◆ **WHAT IS NEEDED**
Which lines in the rows below contain the word "hard"? Return each of them in full.

[Coordinate labeling data]
——————
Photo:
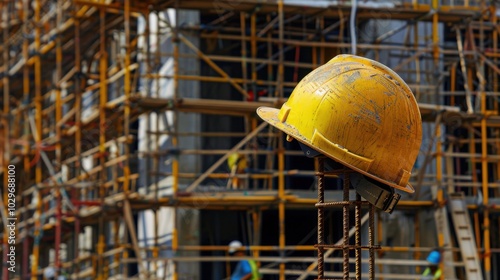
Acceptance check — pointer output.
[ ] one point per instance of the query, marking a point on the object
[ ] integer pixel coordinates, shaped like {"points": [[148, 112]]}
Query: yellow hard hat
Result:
{"points": [[358, 112]]}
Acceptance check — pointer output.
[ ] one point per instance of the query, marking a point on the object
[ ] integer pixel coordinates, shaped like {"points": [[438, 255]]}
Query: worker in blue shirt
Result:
{"points": [[245, 269], [433, 271]]}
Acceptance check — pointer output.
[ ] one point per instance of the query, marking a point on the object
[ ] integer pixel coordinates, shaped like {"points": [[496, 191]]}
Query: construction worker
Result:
{"points": [[245, 269], [237, 163], [433, 270], [361, 114]]}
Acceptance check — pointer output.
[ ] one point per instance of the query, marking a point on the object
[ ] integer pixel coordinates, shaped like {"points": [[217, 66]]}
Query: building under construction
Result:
{"points": [[121, 121]]}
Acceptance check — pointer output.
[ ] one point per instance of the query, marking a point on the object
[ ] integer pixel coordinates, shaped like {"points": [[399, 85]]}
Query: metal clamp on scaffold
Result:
{"points": [[381, 196]]}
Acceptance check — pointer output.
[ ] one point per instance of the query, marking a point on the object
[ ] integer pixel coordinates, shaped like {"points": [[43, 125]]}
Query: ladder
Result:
{"points": [[444, 233], [465, 236]]}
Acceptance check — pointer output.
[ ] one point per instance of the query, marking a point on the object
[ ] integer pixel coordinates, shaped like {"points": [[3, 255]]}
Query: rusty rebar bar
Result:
{"points": [[357, 235], [345, 216], [321, 200]]}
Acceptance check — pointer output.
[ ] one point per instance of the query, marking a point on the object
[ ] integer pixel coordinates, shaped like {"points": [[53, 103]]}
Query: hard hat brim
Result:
{"points": [[270, 115]]}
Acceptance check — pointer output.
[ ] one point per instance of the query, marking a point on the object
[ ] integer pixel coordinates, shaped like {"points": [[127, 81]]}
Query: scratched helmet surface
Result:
{"points": [[358, 112]]}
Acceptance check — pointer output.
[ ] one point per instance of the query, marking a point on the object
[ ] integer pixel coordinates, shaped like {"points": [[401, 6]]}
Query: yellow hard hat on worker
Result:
{"points": [[358, 112]]}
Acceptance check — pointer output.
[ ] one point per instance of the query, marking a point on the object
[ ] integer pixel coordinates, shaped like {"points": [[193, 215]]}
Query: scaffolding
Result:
{"points": [[117, 113]]}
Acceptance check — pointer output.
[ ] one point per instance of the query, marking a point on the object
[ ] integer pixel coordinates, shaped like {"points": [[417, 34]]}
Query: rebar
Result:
{"points": [[345, 227], [321, 199]]}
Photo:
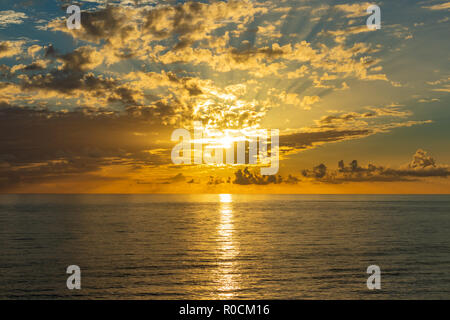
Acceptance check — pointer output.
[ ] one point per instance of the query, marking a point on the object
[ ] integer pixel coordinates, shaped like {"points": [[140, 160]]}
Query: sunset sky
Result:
{"points": [[93, 110]]}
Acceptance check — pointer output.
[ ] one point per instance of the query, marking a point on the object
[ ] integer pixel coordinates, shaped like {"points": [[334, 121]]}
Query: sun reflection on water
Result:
{"points": [[228, 275]]}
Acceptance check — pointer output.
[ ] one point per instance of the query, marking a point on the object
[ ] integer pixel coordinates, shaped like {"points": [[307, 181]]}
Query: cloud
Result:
{"points": [[11, 17], [245, 177], [55, 145], [441, 6], [421, 166], [354, 10], [10, 48]]}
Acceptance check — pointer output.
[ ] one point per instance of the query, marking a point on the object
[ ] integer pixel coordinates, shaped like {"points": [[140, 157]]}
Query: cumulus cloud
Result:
{"points": [[246, 177], [10, 48], [11, 17], [421, 166]]}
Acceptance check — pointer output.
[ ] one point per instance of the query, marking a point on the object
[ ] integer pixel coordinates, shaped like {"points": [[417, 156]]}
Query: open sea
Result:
{"points": [[225, 246]]}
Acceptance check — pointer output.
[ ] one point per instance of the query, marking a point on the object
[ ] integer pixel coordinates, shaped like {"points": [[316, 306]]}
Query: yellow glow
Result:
{"points": [[228, 278], [225, 198]]}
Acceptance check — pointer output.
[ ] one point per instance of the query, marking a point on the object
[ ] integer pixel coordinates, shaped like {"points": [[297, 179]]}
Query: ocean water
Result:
{"points": [[224, 246]]}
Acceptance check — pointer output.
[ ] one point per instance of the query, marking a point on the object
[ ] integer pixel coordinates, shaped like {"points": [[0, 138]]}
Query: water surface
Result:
{"points": [[224, 246]]}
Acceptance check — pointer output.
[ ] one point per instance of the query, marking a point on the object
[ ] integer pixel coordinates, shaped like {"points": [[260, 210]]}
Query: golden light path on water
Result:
{"points": [[228, 275]]}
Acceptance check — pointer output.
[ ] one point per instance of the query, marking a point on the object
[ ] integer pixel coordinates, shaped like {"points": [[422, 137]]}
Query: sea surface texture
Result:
{"points": [[224, 246]]}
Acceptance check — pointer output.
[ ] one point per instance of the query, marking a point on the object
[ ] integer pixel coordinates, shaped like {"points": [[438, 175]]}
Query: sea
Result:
{"points": [[225, 246]]}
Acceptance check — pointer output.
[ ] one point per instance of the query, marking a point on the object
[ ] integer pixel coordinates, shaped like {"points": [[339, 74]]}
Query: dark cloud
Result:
{"points": [[422, 166], [245, 177]]}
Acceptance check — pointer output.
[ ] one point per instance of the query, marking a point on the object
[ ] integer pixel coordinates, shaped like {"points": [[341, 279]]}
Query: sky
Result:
{"points": [[92, 110]]}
——————
◆ **CORRECT ANSWER**
Query: yellow hard hat
Query: hard hat brim
Query: yellow hard hat on worker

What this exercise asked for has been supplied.